◆ PROMPT 1:
Answer these from the distracted-driving article:
(a) In what journal did the researchers publish their findings?
(b) How many parents did they survey?
(c) What percentage of parents said they had texted with kids in the car?
◆ PROMPT 2: Print the distracted-driving article from "Researchers from the" to "or GPS-related distractions.".

◆ PAGE EXTRACT:
□ □ □ □ □ □ □

This article originally appeared in the San Francisco Chronicle on May 28, 2014.
Most parents are distracted drivers, and not because they have a baby on board or kids in tow, a recent study finds.
About two-thirds of parents surveyed admitted to talking on cell phones while driving a child, and 15 percent said they’ve texted with kids in the car. Nine out of 10 confessed to at least one distraction while driving youngsters in the past month.
The diversions ranged from eating, drinking or smoking to changing a CD or DVD and browsing the Web. Talking on a phone and texting were in there, too, as were reading maps or using a GPS, personal grooming, feeding a child, or picking up items from the car floor.
Researchers from the University of Michigan published the findings last month in the journal Academic Pediatrics. They surveyed 570 parents with children ages 1 to 12.
Parents with kids ages 2 to 8 were the most likely to report distractions related to feeding, comforting or entertaining them. Moms and dads who were white and parents who had higher levels of education were the most likely to admit cell phone or GPS-related distractions.

□ □ □ □ □ □ □

◆ DATASET CONTENT:

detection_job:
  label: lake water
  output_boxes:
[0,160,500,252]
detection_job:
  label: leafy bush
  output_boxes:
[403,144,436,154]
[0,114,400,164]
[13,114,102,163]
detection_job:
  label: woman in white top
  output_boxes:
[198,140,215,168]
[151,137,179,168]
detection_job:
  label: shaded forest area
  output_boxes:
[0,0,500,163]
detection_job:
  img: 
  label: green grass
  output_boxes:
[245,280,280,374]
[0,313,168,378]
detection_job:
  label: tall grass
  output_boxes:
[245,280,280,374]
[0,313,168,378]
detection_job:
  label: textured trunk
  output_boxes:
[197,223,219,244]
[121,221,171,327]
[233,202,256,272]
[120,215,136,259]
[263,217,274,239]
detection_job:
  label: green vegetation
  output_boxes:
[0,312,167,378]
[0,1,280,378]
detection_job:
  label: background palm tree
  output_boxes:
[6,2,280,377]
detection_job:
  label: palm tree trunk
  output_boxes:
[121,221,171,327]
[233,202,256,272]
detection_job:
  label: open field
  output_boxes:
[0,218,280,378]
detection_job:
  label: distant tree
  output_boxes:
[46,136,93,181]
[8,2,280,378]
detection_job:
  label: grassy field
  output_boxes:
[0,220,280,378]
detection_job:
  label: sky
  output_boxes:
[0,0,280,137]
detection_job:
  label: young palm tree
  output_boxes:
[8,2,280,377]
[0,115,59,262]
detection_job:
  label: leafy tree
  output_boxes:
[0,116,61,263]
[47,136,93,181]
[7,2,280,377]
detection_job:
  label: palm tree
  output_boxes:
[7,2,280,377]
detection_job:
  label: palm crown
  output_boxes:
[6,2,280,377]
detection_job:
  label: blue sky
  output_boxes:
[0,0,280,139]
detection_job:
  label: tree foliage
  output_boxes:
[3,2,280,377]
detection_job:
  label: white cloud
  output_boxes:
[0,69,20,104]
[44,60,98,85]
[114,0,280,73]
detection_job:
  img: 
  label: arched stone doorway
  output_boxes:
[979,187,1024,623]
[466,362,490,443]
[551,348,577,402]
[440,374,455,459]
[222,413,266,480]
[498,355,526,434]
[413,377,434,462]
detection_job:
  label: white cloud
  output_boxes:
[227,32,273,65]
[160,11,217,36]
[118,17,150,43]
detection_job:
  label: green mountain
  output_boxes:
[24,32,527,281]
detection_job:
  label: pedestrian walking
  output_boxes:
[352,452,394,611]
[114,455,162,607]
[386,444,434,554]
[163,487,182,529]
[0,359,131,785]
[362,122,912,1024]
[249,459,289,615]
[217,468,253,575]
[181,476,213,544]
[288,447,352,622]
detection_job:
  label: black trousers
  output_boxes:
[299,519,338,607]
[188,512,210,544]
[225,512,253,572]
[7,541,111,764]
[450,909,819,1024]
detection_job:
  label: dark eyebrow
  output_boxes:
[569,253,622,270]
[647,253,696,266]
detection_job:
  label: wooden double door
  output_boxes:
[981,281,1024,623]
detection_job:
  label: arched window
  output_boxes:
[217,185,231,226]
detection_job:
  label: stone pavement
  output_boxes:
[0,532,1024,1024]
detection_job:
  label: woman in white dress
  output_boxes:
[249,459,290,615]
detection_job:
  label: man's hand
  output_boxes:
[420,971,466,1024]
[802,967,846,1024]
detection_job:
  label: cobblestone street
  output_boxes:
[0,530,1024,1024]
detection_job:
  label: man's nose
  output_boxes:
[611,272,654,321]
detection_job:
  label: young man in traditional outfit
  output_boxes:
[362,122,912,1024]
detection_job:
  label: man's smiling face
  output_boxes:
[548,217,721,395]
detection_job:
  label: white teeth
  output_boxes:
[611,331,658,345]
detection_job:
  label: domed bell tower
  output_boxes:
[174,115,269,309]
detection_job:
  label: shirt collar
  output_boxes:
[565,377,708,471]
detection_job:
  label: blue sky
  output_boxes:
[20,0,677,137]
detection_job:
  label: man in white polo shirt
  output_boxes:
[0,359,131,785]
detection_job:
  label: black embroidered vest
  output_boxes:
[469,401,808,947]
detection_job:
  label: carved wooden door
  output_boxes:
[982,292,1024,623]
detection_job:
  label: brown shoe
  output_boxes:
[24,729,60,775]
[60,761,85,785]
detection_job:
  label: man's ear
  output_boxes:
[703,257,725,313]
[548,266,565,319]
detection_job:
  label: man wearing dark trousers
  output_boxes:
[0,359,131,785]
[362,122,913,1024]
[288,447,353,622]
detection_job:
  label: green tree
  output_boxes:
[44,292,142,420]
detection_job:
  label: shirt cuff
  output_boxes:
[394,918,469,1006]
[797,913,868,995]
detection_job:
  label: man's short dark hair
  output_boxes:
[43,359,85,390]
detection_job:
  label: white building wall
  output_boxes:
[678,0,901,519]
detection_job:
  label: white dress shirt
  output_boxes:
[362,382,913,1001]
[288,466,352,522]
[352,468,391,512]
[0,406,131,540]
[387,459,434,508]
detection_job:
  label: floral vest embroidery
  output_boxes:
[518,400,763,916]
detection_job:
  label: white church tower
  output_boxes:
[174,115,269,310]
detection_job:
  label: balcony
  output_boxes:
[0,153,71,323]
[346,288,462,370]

□ □ □ □ □ □ □

◆ FINAL ANSWER 1:
(a) Academic Pediatrics
(b) 570
(c) 15 percent

◆ FINAL ANSWER 2:
Researchers from the University of Michigan published the findings last month in the journal Academic Pediatrics. They surveyed 570 parents with children ages 1 to 12.
Parents with kids ages 2 to 8 were the most likely to report distractions related to feeding, comforting or entertaining them. Moms and dads who were white and parents who had higher levels of education were the most likely to admit cell phone or GPS-related distractions.